● **WHAT THE TASK REQUIRES**: Recast as a numbered list the lines of the items that begin at the line containing "Where can the hooded" and end with the line containing "Target: kneeling man", leaving out any blank lines. Include only those lines.

● **EXCERPTED RECORDS**:
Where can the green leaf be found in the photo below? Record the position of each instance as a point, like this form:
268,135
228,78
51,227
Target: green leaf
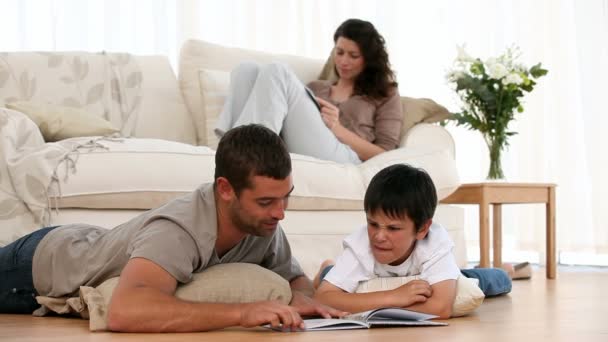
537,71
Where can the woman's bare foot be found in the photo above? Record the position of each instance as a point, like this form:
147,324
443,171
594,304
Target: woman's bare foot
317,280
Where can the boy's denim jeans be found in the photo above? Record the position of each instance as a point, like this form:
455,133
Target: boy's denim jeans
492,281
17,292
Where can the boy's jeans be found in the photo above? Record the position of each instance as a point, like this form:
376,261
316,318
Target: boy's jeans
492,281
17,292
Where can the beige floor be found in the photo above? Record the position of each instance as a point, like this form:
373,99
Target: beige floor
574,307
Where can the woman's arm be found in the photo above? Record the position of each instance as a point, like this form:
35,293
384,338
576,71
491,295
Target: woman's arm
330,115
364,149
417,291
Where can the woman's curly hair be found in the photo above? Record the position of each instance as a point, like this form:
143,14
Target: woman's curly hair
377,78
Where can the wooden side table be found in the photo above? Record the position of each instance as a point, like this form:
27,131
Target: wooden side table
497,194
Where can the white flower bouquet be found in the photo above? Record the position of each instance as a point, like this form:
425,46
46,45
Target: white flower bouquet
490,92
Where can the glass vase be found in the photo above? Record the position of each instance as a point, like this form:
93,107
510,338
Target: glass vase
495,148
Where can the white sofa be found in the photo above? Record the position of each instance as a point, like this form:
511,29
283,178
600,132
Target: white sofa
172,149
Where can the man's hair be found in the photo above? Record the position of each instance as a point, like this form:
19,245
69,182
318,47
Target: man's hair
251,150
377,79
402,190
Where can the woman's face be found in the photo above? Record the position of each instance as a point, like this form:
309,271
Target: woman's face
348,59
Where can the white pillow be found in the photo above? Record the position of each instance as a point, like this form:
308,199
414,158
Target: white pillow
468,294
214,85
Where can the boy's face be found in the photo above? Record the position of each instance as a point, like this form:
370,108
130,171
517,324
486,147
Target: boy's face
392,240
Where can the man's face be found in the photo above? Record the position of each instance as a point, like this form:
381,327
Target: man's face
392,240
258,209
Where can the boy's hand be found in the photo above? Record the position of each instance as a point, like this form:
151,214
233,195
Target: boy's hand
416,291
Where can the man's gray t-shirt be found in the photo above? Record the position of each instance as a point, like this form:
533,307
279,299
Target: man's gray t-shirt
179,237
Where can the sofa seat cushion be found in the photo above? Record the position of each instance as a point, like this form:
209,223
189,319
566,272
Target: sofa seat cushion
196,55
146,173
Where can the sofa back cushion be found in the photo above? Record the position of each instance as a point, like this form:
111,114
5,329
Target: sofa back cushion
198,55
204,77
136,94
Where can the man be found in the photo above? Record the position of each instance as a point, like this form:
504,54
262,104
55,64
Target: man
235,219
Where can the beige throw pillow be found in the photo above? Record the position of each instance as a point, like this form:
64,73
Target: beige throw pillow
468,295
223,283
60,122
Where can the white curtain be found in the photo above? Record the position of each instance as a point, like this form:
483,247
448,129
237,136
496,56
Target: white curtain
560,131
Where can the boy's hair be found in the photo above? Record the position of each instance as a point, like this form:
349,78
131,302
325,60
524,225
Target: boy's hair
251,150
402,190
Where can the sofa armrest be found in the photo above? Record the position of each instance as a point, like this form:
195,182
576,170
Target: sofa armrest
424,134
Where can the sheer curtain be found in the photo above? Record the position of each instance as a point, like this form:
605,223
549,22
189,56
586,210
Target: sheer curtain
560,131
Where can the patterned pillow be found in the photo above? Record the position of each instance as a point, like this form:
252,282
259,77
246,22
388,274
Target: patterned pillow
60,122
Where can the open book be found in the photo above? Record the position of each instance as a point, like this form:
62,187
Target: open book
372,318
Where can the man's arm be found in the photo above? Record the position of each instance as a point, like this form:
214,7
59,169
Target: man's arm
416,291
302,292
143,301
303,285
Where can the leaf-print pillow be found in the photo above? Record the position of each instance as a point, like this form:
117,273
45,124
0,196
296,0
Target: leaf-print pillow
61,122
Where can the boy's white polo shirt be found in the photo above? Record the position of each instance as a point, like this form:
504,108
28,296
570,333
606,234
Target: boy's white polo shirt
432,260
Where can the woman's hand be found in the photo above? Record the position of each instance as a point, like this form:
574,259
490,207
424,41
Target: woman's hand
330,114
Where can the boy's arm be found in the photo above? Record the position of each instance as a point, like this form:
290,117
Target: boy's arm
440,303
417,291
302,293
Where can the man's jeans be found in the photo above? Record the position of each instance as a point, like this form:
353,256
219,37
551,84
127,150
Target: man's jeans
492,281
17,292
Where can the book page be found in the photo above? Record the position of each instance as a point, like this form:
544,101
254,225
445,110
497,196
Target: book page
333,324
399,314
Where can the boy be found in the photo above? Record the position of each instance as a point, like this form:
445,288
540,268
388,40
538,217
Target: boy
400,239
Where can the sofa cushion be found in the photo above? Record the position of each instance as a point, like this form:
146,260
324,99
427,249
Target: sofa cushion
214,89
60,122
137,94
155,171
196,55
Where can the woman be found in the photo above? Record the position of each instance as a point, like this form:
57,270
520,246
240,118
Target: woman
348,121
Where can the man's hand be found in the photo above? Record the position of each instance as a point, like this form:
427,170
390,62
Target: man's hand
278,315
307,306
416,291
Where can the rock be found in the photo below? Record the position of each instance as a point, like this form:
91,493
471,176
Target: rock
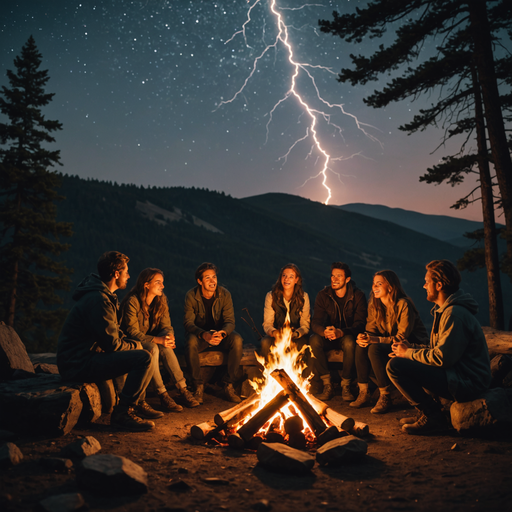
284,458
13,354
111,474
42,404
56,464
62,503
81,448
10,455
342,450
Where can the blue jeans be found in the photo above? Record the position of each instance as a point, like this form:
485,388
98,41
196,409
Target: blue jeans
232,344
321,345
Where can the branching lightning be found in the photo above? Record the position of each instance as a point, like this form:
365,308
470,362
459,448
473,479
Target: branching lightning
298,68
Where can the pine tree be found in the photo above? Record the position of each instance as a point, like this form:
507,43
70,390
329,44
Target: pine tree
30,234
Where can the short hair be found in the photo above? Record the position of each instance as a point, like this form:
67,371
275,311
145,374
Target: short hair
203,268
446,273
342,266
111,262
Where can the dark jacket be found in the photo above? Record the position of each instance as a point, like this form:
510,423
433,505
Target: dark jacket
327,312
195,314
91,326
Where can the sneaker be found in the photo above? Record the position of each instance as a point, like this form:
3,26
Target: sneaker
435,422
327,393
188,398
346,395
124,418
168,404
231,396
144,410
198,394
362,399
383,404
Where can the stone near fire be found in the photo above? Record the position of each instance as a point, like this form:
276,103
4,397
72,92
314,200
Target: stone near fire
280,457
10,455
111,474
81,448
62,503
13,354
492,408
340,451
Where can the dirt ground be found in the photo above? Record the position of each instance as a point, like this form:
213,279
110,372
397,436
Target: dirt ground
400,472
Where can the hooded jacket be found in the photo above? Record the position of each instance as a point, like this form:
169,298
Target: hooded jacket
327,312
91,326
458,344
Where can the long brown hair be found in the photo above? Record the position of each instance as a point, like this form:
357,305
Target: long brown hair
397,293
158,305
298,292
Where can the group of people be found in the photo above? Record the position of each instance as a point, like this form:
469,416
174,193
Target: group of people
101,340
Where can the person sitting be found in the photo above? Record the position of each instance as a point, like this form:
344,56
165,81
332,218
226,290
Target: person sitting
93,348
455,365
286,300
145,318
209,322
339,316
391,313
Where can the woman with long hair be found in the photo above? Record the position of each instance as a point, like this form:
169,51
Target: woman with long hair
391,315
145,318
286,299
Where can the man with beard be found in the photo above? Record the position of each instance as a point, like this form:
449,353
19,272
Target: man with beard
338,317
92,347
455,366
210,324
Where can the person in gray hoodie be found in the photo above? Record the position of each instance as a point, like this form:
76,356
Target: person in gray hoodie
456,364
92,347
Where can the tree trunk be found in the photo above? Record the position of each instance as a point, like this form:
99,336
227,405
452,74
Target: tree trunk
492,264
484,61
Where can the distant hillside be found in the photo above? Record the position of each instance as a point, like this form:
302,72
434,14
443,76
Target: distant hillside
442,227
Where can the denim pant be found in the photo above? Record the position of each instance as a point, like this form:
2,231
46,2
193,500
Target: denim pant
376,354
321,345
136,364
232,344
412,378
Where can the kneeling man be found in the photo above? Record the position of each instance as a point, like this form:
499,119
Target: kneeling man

...

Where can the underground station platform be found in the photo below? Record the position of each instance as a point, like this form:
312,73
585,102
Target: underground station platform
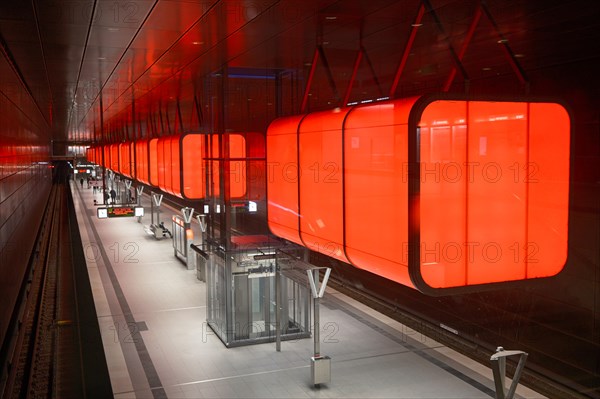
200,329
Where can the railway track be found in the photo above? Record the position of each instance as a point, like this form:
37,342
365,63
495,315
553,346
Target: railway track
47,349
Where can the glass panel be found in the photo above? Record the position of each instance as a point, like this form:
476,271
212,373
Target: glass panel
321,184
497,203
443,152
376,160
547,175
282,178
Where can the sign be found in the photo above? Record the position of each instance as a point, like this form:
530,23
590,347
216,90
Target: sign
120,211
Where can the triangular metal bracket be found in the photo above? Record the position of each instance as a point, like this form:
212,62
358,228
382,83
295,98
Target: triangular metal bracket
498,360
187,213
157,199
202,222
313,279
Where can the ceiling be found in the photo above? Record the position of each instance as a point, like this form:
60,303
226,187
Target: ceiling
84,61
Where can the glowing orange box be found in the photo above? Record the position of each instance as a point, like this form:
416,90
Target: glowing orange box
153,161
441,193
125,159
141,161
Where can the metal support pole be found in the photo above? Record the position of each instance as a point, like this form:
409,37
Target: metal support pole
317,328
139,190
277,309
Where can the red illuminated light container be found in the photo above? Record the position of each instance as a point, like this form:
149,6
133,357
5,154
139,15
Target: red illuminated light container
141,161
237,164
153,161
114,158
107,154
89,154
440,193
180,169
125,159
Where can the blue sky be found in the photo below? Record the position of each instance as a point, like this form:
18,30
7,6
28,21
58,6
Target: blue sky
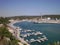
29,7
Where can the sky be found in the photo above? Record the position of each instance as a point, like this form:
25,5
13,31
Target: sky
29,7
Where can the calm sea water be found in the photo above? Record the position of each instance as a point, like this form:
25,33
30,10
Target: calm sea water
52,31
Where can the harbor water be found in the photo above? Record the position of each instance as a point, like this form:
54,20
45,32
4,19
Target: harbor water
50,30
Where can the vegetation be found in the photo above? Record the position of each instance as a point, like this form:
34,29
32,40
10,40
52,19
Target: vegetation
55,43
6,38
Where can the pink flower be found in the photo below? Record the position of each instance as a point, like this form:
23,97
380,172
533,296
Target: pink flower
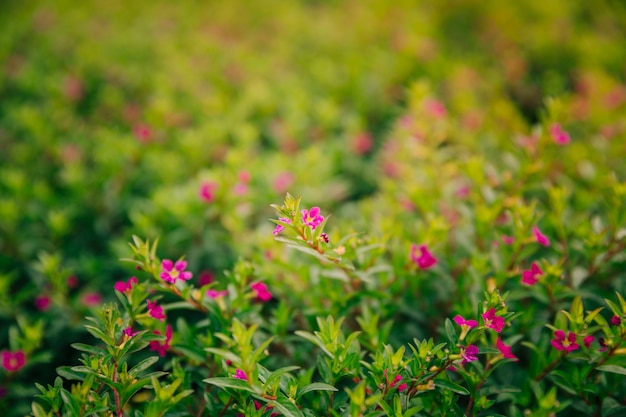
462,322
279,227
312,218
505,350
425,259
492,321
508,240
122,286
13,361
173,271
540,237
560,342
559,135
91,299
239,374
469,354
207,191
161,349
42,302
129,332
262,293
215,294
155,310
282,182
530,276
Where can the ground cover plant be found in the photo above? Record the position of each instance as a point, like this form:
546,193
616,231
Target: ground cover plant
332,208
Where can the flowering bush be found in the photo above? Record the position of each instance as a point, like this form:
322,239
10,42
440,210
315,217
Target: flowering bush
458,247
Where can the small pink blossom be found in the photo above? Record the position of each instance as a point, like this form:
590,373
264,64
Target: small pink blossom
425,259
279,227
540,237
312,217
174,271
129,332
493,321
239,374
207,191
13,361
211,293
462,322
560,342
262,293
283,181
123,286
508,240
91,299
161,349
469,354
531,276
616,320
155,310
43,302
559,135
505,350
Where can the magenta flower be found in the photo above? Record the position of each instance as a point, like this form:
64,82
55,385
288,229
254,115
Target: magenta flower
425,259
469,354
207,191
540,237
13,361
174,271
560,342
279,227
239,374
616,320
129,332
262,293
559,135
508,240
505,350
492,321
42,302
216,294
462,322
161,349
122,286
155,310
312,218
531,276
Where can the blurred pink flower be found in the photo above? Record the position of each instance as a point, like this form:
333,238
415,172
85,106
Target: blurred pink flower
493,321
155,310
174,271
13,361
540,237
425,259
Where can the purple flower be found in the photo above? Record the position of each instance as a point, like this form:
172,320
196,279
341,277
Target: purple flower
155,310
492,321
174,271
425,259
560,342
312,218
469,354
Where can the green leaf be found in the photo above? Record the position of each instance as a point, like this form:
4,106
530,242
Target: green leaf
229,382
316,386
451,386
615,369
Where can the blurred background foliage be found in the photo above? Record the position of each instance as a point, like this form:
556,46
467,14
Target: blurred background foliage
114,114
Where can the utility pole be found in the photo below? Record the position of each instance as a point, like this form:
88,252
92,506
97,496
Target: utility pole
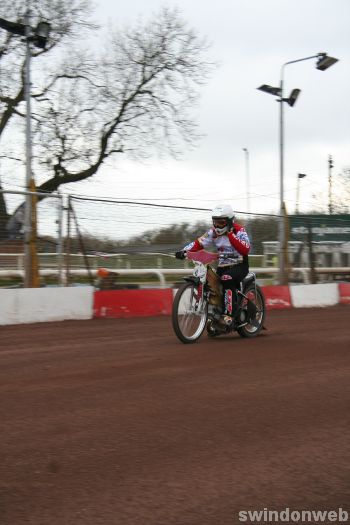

● **THE REPLY**:
1. Where can the hooded jacket be found in the photo above? Record the position of each instance as a point, like this form:
2. 169,298
3. Target: hooded jacket
4. 327,312
5. 91,326
6. 458,344
7. Where can the long brown hair be found in the photo above? Record the position of each instance as a point, like this form:
8. 357,305
9. Target: long brown hair
10. 397,293
11. 158,305
12. 298,292
13. Where can the group of people be found in the photo above? Record the position of each instance as a point, like this form:
14. 469,416
15. 174,193
16. Target: group of people
17. 101,340
18. Where can the person sitting be found in the photo above? Record the position of each instance as a point, like this form:
19. 344,56
20. 165,81
21. 332,218
22. 226,290
23. Target: person sitting
24. 93,348
25. 455,365
26. 286,300
27. 145,318
28. 209,322
29. 339,316
30. 391,313
31. Where can the woman with long hair be found in the photo above? Record the position of each instance as a point, like this form:
32. 169,51
33. Target: woman with long hair
34. 391,315
35. 145,318
36. 286,299
37. Where can the man with beard be found in the photo above? Record the position of each instance as a point, like this form:
38. 449,353
39. 19,272
40. Target: man with beard
41. 338,317
42. 92,347
43. 455,366
44. 210,324
45. Where can the person in gray hoodie be found in the photo above? Record the position of each instance as a point, like this form:
46. 76,356
47. Target: person in gray hoodie
48. 456,364
49. 92,347
50. Where can the tree trunk be found in the photo above? Record the position of each instance as a point, like this form:
51. 99,336
52. 227,405
53. 452,74
54. Target: tree trunk
55. 492,264
56. 484,61
57. Where can the distant hillside be found in the photo above? Record the position of each instance as a point, like this form:
58. 302,72
59. 434,14
60. 443,76
61. Target: distant hillside
62. 442,227
63. Where can the denim pant be found in the photo above? Record the position of each instance as a point, like this form:
64. 2,231
65. 46,2
66. 193,500
67. Target: denim pant
68. 376,354
69. 321,345
70. 136,364
71. 232,344
72. 412,378
73. Where can the kneeling man be found in the photo above? Record the position of each instance as a point, like this form:
74. 499,119
75. Target: kneeling man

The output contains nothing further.